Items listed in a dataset

++++

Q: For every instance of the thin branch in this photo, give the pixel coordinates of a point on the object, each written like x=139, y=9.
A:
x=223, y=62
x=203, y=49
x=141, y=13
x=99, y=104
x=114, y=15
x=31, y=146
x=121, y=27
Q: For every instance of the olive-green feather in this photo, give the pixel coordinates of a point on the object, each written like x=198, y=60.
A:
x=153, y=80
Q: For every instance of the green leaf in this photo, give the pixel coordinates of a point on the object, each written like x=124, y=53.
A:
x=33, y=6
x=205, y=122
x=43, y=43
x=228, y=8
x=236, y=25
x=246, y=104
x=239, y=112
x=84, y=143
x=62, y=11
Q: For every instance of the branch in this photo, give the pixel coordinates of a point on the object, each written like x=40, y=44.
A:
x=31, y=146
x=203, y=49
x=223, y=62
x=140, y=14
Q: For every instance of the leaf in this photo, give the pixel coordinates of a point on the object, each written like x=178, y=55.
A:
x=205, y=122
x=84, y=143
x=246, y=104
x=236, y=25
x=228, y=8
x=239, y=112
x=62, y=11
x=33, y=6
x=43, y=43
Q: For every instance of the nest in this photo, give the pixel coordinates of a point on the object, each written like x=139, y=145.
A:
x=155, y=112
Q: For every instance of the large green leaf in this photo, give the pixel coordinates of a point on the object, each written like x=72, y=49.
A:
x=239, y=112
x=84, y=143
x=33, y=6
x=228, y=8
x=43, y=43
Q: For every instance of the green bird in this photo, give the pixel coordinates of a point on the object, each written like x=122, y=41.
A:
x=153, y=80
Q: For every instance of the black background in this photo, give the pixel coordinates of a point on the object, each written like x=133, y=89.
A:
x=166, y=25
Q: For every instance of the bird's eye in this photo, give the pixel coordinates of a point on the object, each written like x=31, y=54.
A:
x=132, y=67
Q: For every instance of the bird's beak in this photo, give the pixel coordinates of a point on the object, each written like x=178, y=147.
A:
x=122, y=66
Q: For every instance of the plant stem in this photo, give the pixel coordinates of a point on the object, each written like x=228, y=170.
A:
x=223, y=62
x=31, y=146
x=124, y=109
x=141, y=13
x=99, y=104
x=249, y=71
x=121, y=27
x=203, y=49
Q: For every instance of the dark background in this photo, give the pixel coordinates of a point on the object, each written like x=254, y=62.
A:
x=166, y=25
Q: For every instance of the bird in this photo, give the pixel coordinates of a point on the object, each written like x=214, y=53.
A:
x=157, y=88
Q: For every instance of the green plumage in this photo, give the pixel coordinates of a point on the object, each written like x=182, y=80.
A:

++++

▶ What needs to be done:
Give the records again, unchanged and complete.

▶ Task output:
Q: For every instance of the thin branch in this photo, give the pixel coordinates of a point on the object, each written like x=139, y=9.
A:
x=223, y=62
x=203, y=49
x=141, y=13
x=99, y=104
x=114, y=15
x=31, y=146
x=121, y=27
Q: For every instance of the olive-green feather in this photo, give the pixel coordinates of a point on the object, each written like x=198, y=60.
A:
x=153, y=80
Q: For every instance of the green leaf in this photo, give the pixel coordinates of a point on the object, each written like x=124, y=53.
A:
x=33, y=6
x=205, y=122
x=43, y=43
x=228, y=8
x=236, y=25
x=246, y=104
x=239, y=112
x=84, y=143
x=62, y=11
Q: For every instance of the branch in this photo, give the pixel coordinates of a point on the object, each written like x=40, y=44.
A:
x=31, y=146
x=203, y=49
x=223, y=62
x=140, y=14
Q: For every instance of the leaf in this photo, give the pixel coordinates of a point on the object, each written like x=178, y=55.
A:
x=205, y=122
x=84, y=143
x=246, y=104
x=236, y=25
x=228, y=8
x=239, y=112
x=62, y=11
x=33, y=6
x=43, y=43
Q: For every instance of the nest in this photo, give the pixel coordinates of a point on the object, each written like x=139, y=145.
A:
x=155, y=112
Q: For every instance of the large green leaf in this photo, give the pixel coordinates of a point on the object, each written like x=72, y=49.
A:
x=239, y=112
x=84, y=143
x=33, y=6
x=228, y=8
x=43, y=43
Q: For every instance of the green bird in this photo, give the pixel coordinates of a point on the object, each written like x=122, y=41.
A:
x=153, y=80
Q: For every instance of the black background in this photo, give the pixel coordinates of a point on the object, each written like x=133, y=89.
A:
x=166, y=25
Q: For every instance of the bird's eye in this photo, give the pixel coordinates of a point on the object, each written like x=31, y=54.
A:
x=132, y=67
Q: For every instance of the bird's beak in this photo, give the pixel coordinates of a point on the object, each written like x=178, y=147.
A:
x=122, y=66
Q: For every instance of the plant stem in this photo, give the pixel coordinates of a point on the object, each written like x=228, y=170.
A:
x=223, y=62
x=31, y=146
x=124, y=109
x=141, y=13
x=99, y=104
x=249, y=71
x=121, y=27
x=203, y=49
Q: For every instance of the dark background in this photo, give the pixel coordinates of a point on the object, each written like x=254, y=62.
A:
x=166, y=25
Q: For every instance of the bird in this photo, give the pixel coordinates of a point on the object, each written like x=214, y=53.
A:
x=157, y=88
Q: For every instance of the green plumage in this photo, give the pixel coordinates of a point on the object, each written like x=182, y=80.
A:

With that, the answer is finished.